▸ **Excerpt provided**:
Ok, it is beyond my knowledge, but I understand what the "write-same"
command does. But if the underlying physical disk offers the command and
reports an error when used this should apply to mkfs.ext4 on the device/
partition as well, shouldn't it? drbd detacheds when an error is
reported- but why does Linux not report an error without drbd? And why
does this only happen when using LVM in-between? Should be the same when
LVM is not used....

> Older kernels (RHEL 6) and also older drbd (8.3) are not affected, because they
> don't know about write-same.
My primary host is running CentOS7 while the secondary ist older
(CentOS6). I will try to create the ext4 on the secondary and then
switch to primary.

> Or tell the system that the backend does not support write-same:
> Check setting:
> 	grep ^ /sys/block/*/device/scsi_disk/*/max_write_same_blocks
> disable:
> 	echo 0 | tee /sys/block/*/device/scsi_disk/*/max_write_same_blocks
>
A "find /sys -name "*same*"" does not report any files named
"max_write_same_blocks". On none of the both nodes. So I dcan not
disable nor verify if it's enabled. I assume no as it does not exist. So
this might not be the reason.

Greetings

Christian

^ permalink raw reply	[flat|nested] 6+ messages in thread

* Re: [linux-lvm] [DRBD-user] LVM on top of DRBD [actually: mkfs.ext4 then mount results in detach on RHEL 7 on VMWare]
  2017-01-11 17:23   ` knebb
@ 2017-01-12 17:00     ` Lars Ellenberg
  2017-01-13 12:16       ` Lars Ellenberg
  0 siblings, 1 reply; 6+ messages in thread
From: Lars Ellenberg @ 2017-01-12 17:00 UTC (permalink / raw)
  To: LVM general discussion and development; +Cc: drbd-user

On Wed, Jan 11, 2017 at 06:23:08PM +0100, knebb@knebb.de wrote:
> Hi Lars and all,
> 
> 
> >> I have to cross-post to LVM as well to DRBD mailing list as I have no
> >> clue where the issue is- if it's not a bug...
> >>
> >> I can not get working LVM  on top of drbd- I am getting I/O erros
> >> followed by "diskless" state.
> > For some reason, (some? not only?) VMWare virtual disks tend to pretend
> > to support "write same", even if they fail such requests later.
> >
> > DRBD treats such failed WRITE-SAME the same way as any other backend
> > error, and by default detaches.
> Ok, it is beyond my knowledge, but I understand what the "write-same"
> command does. But if the underlying physical disk offers the command and
> reports an error when used this should apply to mkfs.ext4 on the device/
> partition as well, shouldn't it?

▸ **Extracted entries**:
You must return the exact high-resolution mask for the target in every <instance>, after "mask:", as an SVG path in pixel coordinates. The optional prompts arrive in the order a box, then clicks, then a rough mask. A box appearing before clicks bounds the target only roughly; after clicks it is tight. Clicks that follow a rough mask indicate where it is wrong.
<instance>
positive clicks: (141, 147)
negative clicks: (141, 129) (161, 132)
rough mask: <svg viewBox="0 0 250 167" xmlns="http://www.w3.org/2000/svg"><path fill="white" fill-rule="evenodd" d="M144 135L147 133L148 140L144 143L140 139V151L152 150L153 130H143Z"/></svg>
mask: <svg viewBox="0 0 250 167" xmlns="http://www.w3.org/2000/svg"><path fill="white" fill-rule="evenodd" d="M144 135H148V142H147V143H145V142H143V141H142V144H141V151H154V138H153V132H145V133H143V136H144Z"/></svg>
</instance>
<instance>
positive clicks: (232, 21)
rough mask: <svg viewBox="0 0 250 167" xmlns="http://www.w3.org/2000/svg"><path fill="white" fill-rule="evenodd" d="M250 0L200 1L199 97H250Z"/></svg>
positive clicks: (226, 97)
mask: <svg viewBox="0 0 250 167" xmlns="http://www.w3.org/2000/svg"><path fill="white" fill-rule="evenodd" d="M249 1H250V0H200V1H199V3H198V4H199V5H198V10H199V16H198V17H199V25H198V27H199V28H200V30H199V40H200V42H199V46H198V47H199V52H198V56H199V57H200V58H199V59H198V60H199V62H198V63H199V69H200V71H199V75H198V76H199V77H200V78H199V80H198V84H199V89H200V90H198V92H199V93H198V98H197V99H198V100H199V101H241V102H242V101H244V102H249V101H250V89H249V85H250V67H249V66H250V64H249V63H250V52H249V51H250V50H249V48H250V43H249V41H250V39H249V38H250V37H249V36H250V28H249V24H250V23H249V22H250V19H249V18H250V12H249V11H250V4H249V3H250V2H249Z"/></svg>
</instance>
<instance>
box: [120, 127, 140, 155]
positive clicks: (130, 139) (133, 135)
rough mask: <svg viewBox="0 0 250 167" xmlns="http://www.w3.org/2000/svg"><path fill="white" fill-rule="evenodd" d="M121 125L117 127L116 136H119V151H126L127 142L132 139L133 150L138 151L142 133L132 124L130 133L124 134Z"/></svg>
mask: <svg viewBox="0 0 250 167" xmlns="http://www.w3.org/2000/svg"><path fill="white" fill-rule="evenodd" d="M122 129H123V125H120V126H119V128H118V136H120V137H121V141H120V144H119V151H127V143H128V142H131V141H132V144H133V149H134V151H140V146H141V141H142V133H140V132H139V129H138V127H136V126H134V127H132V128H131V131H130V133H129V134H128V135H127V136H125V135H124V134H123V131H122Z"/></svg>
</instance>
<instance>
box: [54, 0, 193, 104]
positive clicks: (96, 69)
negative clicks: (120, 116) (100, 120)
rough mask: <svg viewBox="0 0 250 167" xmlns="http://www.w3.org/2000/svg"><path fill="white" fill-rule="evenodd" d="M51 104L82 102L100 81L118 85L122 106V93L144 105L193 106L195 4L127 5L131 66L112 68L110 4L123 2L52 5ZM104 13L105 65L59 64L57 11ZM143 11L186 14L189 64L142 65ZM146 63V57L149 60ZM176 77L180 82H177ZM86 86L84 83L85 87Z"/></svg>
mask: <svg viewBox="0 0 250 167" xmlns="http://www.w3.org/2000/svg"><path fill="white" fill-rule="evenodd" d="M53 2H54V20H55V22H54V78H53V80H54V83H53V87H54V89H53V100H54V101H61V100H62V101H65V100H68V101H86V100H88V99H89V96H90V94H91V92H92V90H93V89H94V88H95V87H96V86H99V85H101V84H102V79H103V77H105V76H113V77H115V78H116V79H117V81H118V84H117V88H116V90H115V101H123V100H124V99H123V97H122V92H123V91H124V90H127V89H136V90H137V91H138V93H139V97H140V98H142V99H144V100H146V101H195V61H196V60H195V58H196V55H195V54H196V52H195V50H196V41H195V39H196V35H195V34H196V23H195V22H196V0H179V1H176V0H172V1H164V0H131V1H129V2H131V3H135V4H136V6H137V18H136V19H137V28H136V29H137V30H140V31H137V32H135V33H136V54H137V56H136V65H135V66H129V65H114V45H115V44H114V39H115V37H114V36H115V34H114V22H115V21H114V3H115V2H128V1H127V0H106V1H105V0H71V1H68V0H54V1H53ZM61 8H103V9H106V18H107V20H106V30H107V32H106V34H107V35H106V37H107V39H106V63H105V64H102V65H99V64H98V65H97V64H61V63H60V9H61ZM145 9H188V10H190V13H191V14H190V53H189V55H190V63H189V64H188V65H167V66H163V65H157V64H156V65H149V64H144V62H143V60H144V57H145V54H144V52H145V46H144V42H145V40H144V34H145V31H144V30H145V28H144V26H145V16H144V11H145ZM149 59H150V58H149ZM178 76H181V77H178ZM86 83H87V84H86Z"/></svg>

▸ **Exercise tasks**:
a) According to the DRBD mailing-list excerpt, what does DRBD do by default when a WRITE-SAME request fails?
b) Summarize the DRBD mailing-list excerpt in three sentences.
c) Continue the DRBD mailing-list thread from its last quoted line.

▸ **Responses to the exercise**:
a) It treats the failure like any other backend error and detaches.

b) A poster asks why a write-same error makes DRBD detach after mkfs.ext4 when LVM sits in between, and why Linux reports no error when DRBD is not used. A quoted reply says VMWare virtual disks tend to claim write-same support but fail such requests later, and DRBD treats those failures as backend errors and detaches by default. The poster plans to create the ext4 filesystem on the older CentOS6 secondary, since older kernels are not affected, and reports that no max_write_same_blocks files exist on either node to check or disable.

c)
In this case, it happens on first mount.
Also, it is not an "EIO", but an "EOPNOTSUP".

What really happens is that the file system code calls
blkdev_issue_zeroout(),
which will try discard, if discard is available and discard zeroes data,
or, if discard (with discard zeroes data) is not available or returns
failure, tries write-same with ZERO_PAGE,
or, if write-same is not available or returns failure,
tries __blkdev_issue_zeroout() (which uses "normal" writes).

At least in "current upstream", probably very similar in your
almost-3.10.something kernel.

DRBD sits in between, sees the failure return of write-same,
and handles it by detaching.

> drbd detacheds when an error is
> reported- but why does Linux not report an error without drbd? And why
> does this only happen when using LVM in-between? Should be the same when
> LVM is not used....

Yes. And it is, as far as I can tell.

> > Older kernels (RHEL 6) and also older drbd (8.3) are not affected, because they
> > don't know about write-same.
> My primary host is running CentOS7 while the secondary ist older
> (CentOS6). I will try to create the ext4 on the secondary and then
> switch to primary.
> 
> > Or tell the system that the backend does not support write-same:
> > Check setting:
> > 	grep ^ /sys/block/*/device/scsi_disk/*/max_write_same_blocks
> > disable:
> > 	echo 0 | tee /sys/block/*/device/scsi_disk/*/max_write_same_blocks
> >
> A "find /sys -name "*same*"" does not report any files named

double check that, please.
all my centos7 / RHEL 7 (and other distributions with sufficiently new
kernel) have that.

there are both the read-only /sys/block/*/queue/write_same_max_bytes
and the write-able /sys/devices/*/*/*/host*/target*/*/scsi_disk/*/max_write_same_blocks

> "max_write_same_blocks". On none of the both nodes. So I dcan not
> disable nor verify if it's enabled. I assume no as it does not exist. So
> this might not be the reason.

show us lsblk -t and lsblk -D from the box that detaches.
(the "7" one)

It may also be that a discard failed, in which case it could be
devicemapper pretending discard was supported, and the backend failing
that discard request. Or some combination there.

Your original logs show
> Jan  7 10:58:44 backuppc kernel: EXT4-fs (dm-2): mounted filesystem with ordered data mode. Opts: (null)
> Jan  7 10:58:48 backuppc kernel: block drbd1: local WRITE IO error sector 5296+3960 on sdc

The "+..." part is the length (number of sectors) of the request.
We don't allow "normal" requests of that size, so this is either a
discard or write-same.

> Jan  7 10:58:48 backuppc kernel: block drbd1: disk( UpToDate -> Failed )

> Jan  7 10:58:48 backuppc kernel: block drbd1: IO ERROR: neither local nor remote data, sector 29096+3968

> Jan  7 10:58:48 backuppc kernel: dm-2: WRITE SAME failed. Manually zeroing.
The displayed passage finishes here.